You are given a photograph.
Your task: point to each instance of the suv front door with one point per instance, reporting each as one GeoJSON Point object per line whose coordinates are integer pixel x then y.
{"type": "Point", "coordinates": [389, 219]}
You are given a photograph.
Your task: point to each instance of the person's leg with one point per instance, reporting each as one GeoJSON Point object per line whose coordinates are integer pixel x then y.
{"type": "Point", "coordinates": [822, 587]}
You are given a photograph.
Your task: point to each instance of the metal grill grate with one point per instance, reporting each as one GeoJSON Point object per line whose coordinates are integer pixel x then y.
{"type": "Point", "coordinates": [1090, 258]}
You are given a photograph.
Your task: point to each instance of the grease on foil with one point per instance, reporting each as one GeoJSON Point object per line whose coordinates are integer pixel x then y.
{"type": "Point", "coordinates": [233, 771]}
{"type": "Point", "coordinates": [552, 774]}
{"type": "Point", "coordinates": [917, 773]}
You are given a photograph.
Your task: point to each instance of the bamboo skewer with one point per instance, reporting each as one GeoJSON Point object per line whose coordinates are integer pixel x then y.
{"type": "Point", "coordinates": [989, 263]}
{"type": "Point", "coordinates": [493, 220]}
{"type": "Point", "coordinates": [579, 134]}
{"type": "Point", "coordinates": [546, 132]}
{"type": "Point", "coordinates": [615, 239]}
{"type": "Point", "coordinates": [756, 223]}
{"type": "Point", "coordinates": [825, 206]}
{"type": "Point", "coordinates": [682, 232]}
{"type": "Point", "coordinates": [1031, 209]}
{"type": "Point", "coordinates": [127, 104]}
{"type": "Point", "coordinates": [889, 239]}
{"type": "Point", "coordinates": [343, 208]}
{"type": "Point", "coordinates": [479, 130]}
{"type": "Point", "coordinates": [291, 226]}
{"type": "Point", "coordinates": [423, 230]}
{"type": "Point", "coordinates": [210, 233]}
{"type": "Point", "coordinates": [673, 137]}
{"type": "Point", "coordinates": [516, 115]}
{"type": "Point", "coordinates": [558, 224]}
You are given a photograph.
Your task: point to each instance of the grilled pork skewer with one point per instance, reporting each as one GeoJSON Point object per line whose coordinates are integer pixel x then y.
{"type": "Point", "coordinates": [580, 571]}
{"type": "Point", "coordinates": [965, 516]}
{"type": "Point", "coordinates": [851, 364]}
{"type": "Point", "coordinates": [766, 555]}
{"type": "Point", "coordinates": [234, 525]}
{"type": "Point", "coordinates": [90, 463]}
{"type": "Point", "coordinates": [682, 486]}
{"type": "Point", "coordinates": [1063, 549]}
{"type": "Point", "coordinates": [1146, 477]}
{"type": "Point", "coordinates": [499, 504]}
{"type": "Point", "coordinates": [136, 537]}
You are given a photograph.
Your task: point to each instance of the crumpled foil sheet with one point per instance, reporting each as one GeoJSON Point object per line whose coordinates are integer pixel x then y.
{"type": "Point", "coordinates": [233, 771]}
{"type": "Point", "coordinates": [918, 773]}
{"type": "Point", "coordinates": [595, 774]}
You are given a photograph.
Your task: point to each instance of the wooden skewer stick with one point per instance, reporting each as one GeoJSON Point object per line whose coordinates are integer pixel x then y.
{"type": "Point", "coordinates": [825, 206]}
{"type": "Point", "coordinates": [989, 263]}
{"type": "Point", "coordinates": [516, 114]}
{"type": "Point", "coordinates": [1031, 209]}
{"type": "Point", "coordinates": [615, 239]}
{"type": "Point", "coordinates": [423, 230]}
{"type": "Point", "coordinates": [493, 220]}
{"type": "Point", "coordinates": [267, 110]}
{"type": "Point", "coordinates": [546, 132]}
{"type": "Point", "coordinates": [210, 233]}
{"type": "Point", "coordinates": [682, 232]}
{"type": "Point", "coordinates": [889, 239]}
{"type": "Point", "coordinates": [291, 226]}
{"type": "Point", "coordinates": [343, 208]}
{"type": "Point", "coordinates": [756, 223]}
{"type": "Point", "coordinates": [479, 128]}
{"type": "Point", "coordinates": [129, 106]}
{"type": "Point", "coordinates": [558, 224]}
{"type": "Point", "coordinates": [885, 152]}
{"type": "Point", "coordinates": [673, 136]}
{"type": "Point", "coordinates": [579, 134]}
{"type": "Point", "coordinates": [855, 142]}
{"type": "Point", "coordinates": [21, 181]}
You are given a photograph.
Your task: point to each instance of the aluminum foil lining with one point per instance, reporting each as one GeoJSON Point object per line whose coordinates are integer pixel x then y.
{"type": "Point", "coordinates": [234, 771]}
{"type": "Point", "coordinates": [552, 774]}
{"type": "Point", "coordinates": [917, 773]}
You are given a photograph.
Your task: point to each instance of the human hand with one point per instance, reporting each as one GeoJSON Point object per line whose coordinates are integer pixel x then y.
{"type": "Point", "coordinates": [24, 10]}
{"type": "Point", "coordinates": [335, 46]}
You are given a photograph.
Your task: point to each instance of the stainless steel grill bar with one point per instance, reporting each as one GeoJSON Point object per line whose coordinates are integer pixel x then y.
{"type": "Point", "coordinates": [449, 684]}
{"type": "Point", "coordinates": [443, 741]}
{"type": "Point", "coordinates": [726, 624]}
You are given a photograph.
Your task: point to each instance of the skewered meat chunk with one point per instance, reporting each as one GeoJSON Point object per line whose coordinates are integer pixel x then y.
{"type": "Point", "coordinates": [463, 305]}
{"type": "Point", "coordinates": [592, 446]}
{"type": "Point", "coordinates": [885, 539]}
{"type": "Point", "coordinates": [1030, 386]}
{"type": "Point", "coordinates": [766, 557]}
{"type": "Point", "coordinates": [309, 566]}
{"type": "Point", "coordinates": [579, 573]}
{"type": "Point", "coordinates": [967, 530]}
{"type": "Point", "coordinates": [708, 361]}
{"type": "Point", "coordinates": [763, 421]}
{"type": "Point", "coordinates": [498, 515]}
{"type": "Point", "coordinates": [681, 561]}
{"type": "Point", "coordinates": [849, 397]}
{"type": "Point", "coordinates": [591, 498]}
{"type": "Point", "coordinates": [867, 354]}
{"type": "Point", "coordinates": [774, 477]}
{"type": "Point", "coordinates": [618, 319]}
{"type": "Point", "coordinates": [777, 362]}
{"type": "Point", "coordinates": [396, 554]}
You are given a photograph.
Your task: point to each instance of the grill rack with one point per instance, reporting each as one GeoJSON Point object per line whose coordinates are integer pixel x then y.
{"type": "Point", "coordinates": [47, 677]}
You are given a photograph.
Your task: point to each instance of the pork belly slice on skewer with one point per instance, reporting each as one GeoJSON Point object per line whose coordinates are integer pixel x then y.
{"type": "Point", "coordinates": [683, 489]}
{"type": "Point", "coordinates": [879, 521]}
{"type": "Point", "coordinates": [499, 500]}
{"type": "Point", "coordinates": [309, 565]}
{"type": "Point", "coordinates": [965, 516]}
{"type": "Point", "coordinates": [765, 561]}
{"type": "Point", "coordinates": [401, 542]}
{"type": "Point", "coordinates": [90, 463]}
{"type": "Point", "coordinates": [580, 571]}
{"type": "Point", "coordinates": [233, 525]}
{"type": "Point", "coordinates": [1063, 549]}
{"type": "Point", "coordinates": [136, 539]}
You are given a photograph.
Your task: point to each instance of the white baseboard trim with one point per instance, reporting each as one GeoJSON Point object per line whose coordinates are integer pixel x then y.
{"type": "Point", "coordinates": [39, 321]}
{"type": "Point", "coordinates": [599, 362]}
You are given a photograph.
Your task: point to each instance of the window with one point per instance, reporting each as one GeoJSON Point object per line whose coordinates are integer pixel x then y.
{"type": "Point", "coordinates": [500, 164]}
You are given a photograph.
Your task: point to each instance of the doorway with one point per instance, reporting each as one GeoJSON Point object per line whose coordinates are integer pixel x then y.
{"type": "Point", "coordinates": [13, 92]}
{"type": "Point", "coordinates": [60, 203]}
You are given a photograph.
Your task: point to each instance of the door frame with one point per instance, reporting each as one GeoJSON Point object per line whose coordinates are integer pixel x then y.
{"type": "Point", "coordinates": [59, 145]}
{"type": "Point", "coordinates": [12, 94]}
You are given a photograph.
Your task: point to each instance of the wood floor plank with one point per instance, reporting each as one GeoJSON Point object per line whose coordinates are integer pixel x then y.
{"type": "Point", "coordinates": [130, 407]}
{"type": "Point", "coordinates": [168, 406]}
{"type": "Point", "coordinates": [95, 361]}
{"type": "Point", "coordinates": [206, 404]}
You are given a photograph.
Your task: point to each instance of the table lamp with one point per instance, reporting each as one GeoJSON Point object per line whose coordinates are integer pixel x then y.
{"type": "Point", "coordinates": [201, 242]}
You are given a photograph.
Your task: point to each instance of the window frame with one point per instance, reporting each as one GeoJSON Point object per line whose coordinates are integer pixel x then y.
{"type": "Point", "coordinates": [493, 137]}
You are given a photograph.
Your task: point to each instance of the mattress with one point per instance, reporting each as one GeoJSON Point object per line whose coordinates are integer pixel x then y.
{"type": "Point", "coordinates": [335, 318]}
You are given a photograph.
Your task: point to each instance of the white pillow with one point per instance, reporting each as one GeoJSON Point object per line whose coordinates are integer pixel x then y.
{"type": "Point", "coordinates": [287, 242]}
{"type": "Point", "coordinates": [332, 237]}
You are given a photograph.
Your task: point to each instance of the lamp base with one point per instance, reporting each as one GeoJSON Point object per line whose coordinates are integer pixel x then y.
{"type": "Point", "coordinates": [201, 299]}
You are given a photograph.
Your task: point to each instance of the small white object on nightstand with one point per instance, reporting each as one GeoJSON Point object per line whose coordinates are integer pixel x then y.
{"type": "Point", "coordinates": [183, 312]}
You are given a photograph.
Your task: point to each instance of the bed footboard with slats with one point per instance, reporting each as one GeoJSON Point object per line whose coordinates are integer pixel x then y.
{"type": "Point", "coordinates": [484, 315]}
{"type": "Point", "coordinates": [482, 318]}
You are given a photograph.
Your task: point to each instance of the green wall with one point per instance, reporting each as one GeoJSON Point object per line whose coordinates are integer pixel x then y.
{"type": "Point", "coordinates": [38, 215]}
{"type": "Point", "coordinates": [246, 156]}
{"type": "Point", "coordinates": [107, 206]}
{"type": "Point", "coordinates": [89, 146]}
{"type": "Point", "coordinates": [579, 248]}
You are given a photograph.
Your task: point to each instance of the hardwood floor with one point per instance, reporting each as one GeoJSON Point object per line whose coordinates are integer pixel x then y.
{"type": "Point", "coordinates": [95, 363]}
★ ★ ★
**Directions**
List each line of the items above that contains the word "white".

**The reply**
Your task: point to each instance of the white baseboard trim with one point per instance, reporting each as one GeoJSON Point object per line whose coordinates are integer pixel x then y.
Your task: point to each instance of the white pillow with one point per instance, reporting each as one GeoJSON Point object per line whose coordinates are integer pixel x then y.
Your task: point to each instance of the small white object on nightstand with one point per instance, reporting each as one GeoJSON Point object per line whose coordinates are integer pixel x then y.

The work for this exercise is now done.